◆ **Problem to work on**
Look for "green" in each line of the records, and copy the lines that have it.

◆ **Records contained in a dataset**
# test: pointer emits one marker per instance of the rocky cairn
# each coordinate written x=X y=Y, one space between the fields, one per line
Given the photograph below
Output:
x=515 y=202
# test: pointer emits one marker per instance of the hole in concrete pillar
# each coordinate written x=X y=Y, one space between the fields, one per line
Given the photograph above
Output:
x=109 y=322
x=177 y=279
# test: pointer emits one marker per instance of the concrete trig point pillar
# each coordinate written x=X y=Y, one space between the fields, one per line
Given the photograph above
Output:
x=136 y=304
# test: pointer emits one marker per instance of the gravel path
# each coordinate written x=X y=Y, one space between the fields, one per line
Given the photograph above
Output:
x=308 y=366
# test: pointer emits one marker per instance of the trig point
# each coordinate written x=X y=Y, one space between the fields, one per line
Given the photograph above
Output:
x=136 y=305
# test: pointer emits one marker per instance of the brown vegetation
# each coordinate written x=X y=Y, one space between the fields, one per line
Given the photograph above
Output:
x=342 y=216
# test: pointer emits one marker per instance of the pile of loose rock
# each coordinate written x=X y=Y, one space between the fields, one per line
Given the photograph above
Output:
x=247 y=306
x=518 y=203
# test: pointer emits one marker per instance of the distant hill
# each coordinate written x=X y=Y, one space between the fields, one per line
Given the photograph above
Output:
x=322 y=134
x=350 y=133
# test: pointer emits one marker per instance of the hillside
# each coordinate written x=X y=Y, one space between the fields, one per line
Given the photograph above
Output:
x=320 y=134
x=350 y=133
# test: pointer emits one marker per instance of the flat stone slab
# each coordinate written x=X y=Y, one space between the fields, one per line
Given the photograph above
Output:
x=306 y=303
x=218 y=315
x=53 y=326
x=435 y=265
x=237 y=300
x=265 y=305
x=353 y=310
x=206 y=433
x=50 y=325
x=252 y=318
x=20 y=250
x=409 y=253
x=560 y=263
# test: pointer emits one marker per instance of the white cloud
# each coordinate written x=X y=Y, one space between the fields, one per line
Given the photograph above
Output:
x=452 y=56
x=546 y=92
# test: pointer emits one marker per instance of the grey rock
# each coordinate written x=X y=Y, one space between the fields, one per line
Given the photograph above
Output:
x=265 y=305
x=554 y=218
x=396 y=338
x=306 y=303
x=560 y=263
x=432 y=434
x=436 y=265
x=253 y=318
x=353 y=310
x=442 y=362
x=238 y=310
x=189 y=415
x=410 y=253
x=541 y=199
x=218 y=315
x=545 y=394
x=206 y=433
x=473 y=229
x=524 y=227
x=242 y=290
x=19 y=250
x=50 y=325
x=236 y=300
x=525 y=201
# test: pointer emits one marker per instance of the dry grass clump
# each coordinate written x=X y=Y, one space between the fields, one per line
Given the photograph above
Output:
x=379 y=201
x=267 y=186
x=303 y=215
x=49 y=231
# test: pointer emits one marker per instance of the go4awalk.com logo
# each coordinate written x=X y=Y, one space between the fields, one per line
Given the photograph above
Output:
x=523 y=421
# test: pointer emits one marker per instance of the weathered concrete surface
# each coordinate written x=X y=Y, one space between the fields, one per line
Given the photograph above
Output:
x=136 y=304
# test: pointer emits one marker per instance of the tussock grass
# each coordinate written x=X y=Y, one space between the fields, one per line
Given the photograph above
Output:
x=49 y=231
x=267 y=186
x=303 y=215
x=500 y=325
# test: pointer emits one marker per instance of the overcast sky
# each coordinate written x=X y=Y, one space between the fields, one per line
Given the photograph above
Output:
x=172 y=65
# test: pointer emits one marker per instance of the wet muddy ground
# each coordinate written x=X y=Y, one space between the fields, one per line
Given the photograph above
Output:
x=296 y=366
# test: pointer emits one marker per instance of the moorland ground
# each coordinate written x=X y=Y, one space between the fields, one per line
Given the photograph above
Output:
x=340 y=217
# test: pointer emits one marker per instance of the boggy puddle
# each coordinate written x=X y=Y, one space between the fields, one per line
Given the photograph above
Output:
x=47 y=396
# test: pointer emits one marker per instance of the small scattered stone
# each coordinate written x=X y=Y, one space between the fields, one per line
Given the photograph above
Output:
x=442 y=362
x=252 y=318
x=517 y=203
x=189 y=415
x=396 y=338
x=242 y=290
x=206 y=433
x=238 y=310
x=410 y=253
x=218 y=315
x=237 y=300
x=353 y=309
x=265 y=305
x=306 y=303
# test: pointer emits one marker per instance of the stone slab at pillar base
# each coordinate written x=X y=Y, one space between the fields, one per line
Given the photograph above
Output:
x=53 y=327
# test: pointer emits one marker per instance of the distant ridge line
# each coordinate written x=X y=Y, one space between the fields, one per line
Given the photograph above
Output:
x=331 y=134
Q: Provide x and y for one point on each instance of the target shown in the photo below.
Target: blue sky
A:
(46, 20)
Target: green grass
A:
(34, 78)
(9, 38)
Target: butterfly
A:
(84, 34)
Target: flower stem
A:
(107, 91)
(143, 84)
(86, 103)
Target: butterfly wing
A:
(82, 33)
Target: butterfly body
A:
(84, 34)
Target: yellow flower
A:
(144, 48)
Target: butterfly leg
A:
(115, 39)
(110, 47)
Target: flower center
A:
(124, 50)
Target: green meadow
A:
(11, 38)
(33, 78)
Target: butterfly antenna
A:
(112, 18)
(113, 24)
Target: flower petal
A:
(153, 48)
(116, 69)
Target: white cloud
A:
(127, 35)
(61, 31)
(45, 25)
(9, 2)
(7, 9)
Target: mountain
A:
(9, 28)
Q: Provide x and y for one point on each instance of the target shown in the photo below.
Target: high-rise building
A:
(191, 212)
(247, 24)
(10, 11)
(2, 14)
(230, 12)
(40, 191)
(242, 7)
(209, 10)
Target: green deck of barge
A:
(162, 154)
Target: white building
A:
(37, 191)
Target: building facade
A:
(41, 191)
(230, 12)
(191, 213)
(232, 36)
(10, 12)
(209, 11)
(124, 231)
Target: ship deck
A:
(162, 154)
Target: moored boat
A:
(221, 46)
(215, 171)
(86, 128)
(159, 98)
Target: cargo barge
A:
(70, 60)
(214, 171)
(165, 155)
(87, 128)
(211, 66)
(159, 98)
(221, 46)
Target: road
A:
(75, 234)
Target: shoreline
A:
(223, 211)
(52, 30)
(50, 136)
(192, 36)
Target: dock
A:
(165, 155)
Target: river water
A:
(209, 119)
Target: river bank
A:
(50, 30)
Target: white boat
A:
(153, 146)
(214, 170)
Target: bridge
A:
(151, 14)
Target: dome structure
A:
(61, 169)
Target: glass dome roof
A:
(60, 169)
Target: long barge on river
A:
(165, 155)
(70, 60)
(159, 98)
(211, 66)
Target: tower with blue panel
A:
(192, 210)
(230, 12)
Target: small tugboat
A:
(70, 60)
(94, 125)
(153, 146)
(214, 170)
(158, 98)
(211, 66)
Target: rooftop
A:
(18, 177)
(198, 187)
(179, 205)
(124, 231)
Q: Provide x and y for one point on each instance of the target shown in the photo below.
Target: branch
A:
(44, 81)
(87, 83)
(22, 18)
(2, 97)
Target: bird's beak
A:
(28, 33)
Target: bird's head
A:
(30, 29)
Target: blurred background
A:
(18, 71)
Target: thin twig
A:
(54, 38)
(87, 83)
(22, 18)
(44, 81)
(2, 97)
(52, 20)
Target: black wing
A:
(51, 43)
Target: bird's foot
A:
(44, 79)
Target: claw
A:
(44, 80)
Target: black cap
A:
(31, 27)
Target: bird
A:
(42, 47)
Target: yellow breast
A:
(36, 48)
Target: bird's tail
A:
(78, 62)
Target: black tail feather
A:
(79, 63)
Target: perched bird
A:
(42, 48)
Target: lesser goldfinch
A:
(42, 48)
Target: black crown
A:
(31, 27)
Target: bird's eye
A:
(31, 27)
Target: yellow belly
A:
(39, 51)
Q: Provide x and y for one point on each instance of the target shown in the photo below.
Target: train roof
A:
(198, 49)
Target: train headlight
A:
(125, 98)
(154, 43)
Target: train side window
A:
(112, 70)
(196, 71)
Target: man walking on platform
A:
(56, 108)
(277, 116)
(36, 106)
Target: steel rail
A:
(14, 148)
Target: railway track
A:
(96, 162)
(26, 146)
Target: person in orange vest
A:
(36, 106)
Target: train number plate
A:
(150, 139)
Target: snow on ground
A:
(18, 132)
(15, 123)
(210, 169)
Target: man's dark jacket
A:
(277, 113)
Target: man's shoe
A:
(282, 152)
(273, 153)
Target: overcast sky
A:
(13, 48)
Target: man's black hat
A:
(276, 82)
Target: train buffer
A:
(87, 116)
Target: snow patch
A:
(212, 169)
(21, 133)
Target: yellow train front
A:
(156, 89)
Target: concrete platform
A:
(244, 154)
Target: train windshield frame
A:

◆ **Final answer**
Target: green grass
Target: green meadow
Target: green deck of barge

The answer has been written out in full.